Begin

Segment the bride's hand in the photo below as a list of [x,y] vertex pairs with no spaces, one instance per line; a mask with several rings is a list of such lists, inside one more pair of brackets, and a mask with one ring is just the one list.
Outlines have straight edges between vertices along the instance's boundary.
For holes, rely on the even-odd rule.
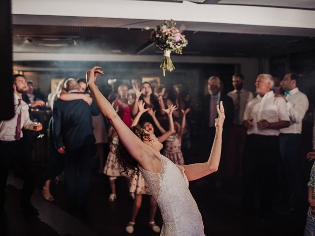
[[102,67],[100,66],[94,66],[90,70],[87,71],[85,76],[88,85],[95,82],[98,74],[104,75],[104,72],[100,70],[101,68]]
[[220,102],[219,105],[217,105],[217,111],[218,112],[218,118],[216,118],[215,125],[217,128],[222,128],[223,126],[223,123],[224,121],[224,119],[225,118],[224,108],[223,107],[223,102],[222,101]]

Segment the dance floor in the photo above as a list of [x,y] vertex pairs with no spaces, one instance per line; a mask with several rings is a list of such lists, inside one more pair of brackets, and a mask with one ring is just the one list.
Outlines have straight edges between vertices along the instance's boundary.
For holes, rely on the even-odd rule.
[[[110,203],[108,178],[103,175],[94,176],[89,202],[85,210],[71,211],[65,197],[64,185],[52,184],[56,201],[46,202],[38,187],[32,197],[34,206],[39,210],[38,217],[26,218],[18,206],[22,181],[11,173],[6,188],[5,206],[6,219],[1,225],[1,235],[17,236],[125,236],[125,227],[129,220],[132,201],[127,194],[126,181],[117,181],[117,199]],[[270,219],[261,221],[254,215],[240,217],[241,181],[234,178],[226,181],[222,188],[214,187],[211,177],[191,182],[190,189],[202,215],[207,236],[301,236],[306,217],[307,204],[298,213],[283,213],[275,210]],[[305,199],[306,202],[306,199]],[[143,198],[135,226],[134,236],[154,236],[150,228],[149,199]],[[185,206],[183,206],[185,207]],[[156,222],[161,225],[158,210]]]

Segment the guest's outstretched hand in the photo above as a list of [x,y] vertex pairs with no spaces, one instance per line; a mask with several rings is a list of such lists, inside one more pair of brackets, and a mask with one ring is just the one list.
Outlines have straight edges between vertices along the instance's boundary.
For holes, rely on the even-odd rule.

End
Begin

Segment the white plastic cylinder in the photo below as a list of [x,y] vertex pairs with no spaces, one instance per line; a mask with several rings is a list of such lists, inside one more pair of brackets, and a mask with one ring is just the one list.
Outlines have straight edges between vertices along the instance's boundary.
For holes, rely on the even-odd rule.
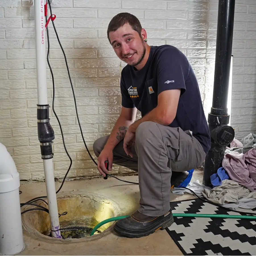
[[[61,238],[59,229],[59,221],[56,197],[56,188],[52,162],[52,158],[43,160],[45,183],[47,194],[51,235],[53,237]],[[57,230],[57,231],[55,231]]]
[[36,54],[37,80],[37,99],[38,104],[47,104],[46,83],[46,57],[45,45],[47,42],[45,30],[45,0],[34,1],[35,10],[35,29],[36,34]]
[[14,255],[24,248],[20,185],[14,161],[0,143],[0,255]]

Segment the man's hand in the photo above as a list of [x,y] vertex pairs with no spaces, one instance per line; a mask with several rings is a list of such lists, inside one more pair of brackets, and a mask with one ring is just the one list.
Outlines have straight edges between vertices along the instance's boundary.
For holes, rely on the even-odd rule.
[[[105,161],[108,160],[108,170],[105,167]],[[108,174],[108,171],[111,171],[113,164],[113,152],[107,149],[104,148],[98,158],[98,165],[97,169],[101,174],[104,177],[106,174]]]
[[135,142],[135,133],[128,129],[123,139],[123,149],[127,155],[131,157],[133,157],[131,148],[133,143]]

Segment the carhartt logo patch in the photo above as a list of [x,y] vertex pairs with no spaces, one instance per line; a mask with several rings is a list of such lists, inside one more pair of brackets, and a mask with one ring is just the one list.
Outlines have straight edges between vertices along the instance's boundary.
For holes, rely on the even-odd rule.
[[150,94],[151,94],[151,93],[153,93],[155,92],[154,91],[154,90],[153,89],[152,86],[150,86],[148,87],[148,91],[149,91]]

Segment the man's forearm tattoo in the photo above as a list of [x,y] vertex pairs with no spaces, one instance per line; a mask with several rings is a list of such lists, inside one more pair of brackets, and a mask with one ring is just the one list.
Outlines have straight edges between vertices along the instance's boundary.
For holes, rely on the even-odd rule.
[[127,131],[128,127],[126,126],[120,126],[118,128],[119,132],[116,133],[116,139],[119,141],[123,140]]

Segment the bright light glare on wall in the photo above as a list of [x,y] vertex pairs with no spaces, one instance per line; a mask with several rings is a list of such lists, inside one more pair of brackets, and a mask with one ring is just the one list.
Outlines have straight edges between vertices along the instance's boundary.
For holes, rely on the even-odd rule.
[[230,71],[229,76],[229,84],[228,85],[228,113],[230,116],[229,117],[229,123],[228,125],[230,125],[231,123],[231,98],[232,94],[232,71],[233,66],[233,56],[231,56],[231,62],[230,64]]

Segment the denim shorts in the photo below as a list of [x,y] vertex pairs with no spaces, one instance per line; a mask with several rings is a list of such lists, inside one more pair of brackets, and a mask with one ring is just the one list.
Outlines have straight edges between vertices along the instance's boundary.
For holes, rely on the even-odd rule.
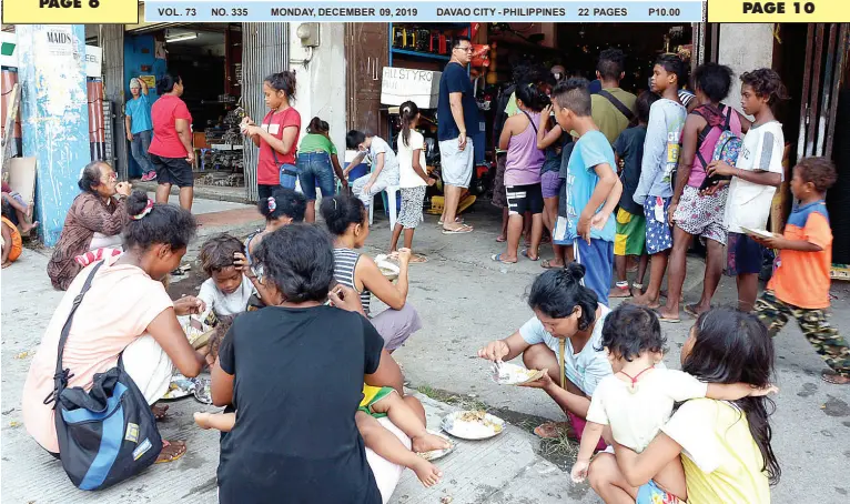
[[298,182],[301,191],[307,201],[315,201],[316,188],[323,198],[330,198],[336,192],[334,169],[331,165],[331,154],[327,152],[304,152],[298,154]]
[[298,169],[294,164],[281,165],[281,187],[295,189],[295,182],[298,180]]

End
Begin

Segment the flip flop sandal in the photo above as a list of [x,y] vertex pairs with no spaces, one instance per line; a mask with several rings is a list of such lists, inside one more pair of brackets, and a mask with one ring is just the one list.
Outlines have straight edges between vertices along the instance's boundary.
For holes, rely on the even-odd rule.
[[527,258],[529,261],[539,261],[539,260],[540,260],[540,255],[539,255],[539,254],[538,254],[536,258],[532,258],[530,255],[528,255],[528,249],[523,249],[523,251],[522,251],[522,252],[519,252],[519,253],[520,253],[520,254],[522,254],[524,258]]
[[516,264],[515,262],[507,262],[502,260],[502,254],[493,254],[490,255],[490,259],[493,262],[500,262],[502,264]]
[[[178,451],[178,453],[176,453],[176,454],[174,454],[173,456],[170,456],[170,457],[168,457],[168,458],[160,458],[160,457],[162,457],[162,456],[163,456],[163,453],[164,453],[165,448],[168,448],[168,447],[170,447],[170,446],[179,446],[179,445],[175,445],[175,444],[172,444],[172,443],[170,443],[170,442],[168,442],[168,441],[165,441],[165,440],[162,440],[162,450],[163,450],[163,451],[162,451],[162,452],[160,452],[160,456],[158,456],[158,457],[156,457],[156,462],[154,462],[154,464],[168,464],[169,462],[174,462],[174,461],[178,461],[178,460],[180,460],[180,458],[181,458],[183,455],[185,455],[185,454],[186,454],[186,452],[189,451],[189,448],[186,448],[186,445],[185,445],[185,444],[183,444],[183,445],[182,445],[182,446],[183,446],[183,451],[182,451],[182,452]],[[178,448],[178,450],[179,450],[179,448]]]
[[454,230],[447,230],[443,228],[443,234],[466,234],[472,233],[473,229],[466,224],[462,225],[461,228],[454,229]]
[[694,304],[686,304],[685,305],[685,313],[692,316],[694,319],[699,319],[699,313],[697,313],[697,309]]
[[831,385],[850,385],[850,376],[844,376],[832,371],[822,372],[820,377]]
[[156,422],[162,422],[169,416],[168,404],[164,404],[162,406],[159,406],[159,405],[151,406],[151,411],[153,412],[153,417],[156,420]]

End

• **REQUIRED TASK**
List every line of the listing above that contains the word "sandal". Case counts.

• **THE REPLY**
Segment the flip flop sandal in the photo above as a list of [x,y] vertex pairs with no spaces, one instance per line; a mask with several rings is a list of such lists, inside one more pair of brackets, and a mask with one ring is just the one list.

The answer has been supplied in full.